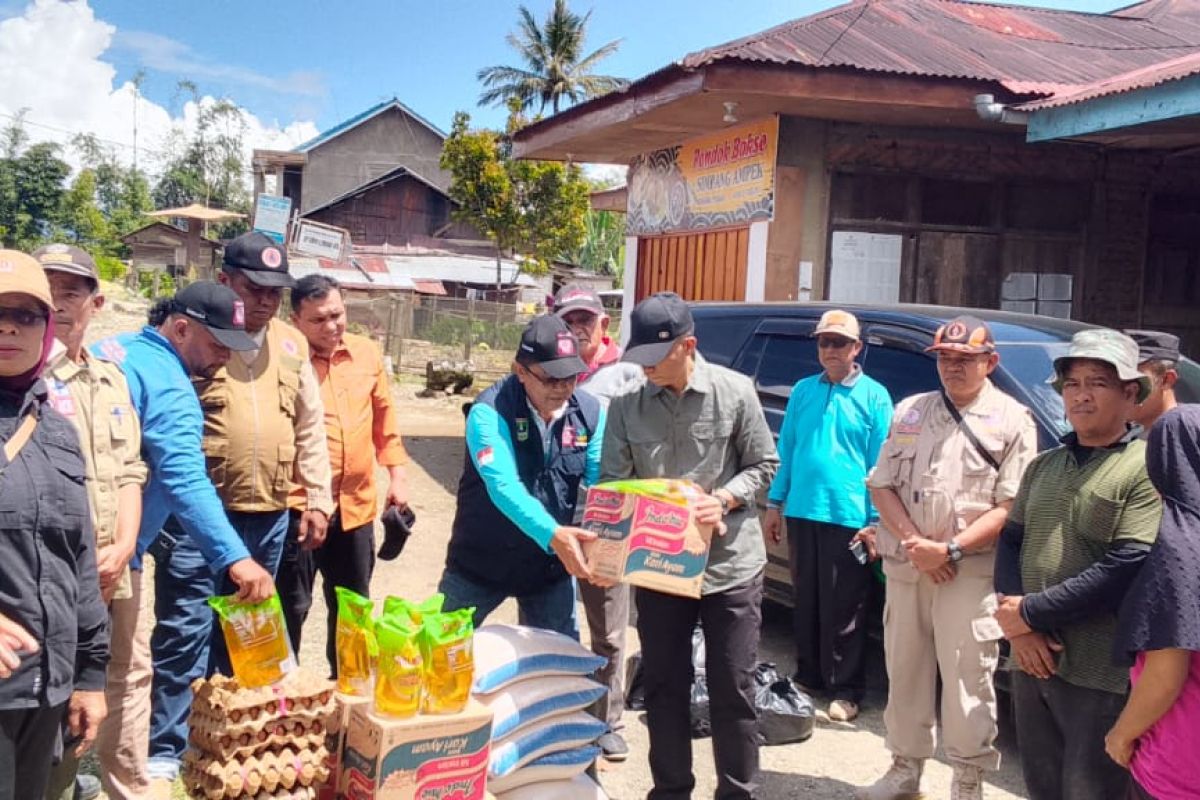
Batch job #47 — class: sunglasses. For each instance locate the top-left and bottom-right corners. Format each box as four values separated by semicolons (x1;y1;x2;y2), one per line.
0;306;48;327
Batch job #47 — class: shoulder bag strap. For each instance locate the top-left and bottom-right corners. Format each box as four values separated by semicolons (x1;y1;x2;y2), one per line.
942;392;1000;473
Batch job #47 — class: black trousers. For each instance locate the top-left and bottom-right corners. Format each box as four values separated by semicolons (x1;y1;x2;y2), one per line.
636;573;762;800
1012;672;1130;800
785;517;871;703
275;511;376;678
0;704;66;800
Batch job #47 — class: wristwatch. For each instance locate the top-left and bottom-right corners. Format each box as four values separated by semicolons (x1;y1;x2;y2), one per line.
946;539;962;564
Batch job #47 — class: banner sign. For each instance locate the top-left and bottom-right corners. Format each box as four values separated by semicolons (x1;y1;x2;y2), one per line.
626;116;779;235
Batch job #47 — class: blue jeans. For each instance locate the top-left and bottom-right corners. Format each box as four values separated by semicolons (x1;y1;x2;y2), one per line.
146;511;288;781
438;570;580;642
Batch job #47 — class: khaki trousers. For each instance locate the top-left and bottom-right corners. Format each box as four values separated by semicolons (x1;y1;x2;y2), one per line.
96;571;154;800
883;557;1000;770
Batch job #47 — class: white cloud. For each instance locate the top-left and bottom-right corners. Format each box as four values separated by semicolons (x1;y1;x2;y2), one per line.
0;0;319;183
◆ ◆ ◆ ◆
▶ [EXERCISE OBJECTIVE]
Recast the part of the material that opens with the line containing "Batch job #47 — class: shoulder" and closes with the line containing "942;392;1000;473" as a JSON list of strings, one string per line, leaving out blank lines.

▶ [PROBLEM SOLUTION]
[
  "Batch job #47 — class: shoulder bag strap. For each instance locate the top-left and bottom-right corners. Format each box as four values separated by semicolons (x1;y1;x2;y2), one per line.",
  "942;392;1000;473"
]